Extract to read -
+ + +

Archive for October 27, 2010

Open Health Informatics – Challenge Paper

At a time when the NHS is facing radical change and is seeking opinions on how to push back on the centralised approach to IT that has been adopted since 2003, this Challenge Paper is designed as a proposal for a fresh approach to NHS IT. We welcome responses, or indeed counter-challenges, to its content.

Read the full paper here.

Executive Summary

The NHS is just emerging from a decade of wasted opportunity in the development of clinical information systems, particularly Electronic Health Records.

The National Programme for IT was a centralised approach to information sharing that has failed on a number of levels. This has delayed the introduction of new systems, weakened the commercial supplier base and disheartened many IT professionals in the service. The NHS needs a fresh approach to clinical IT.

Some have called for the use of more open source software, and it is true that open source and open standards can go some way towards providing long term solutions for the NHS.

Putting good quality toolkits into the hands of developers at the grass roots of informatics in the NHS could help to harness the enthusiasm of local clinicians and developers, channelling their solutions towards interoperable, extensible systems built using open standards and open source.

+ + +

Stored items from a collection

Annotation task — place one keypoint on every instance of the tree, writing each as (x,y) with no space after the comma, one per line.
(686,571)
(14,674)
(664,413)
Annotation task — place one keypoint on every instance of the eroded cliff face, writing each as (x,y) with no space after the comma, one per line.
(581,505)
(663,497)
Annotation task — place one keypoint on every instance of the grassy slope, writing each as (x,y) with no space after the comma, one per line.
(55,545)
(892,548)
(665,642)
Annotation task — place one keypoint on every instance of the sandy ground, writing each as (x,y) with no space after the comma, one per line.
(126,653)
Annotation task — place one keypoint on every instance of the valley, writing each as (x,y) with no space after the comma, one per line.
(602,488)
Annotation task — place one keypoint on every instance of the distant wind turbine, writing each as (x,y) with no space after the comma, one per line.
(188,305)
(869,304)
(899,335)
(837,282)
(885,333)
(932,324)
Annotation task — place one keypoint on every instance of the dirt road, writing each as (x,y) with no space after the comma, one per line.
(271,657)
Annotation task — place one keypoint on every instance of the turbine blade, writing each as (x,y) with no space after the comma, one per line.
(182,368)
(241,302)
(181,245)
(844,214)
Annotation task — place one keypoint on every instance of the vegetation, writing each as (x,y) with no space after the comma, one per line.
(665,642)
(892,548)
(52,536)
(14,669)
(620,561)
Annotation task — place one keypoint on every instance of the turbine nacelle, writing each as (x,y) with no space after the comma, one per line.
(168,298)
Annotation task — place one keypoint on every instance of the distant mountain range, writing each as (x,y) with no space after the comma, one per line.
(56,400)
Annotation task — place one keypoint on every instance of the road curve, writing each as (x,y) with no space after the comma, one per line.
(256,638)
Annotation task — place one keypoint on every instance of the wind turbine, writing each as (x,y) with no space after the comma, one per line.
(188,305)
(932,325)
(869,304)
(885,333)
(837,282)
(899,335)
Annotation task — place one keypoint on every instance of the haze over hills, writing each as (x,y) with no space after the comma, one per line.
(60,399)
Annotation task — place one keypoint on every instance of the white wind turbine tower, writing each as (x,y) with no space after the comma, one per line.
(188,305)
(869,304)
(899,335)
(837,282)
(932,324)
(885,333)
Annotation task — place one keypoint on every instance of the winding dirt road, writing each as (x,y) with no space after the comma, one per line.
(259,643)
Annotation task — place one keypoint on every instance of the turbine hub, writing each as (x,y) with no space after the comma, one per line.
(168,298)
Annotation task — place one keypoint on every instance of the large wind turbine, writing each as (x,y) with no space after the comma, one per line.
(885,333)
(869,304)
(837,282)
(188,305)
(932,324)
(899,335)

+ + +

Questions to answer -
(A) Can you rewrite the NHS IT challenge paper between "At a time when" and "to its content.", inclusive, swapping "radical change" for "sweeping reform"?
(B) Answer these questions from the NHS IT challenge paper:
(i) Since what year has the centralised approach to IT been adopted?
(ii) What was the centralised approach to information sharing called?
(iii) Which kind of clinical information system does the executive summary single out?
(C) How would the NHS IT challenge paper go on? Write its next part.
Nothing in the lines is needed for any of this work.

Results of the exercise -
(A)
At a time when the NHS is facing sweeping reform and is seeking opinions on how to push back on the centralised approach to IT that has been adopted since 2003, this Challenge Paper is designed as a proposal for a fresh approach to NHS IT. We welcome responses, or indeed counter-challenges, to its content.

(B)
(i) 2003
(ii) The National Programme for IT
(iii) Electronic Health Records

(C)
But just introducing open source software risks repeating many of the mistakes that have dogged the National Programme – lack of involvement of practitioners, protection of the vested interests of product vendors, reliance on large-scale service providers and over-complicated solutions to immediate and very practical problems.

Open Health Informatics introduces two new dimensions to the open standards / open source landscape. Firstly, the use of open interfaces so that every component of a solution can be plugged in and out at will, enabling a ‘best of breed’ approach to open source and eliminating, once and for all, the product-centric culture that has held back the NHS.

Secondly, the use of open development processes – agile development that involves users and other stakeholders at every step of the way. Agile, open processes also eliminate the pretence that users know exactly what they want at the start of development, or that the solution provider knows exactly how to deliver it.

Using open source and open standards can solve some of the problems in the delivery of information systems for the NHS; also using open interfaces and open development processes can ensure that the next generation of systems delivers the effective solutions that service users will demand.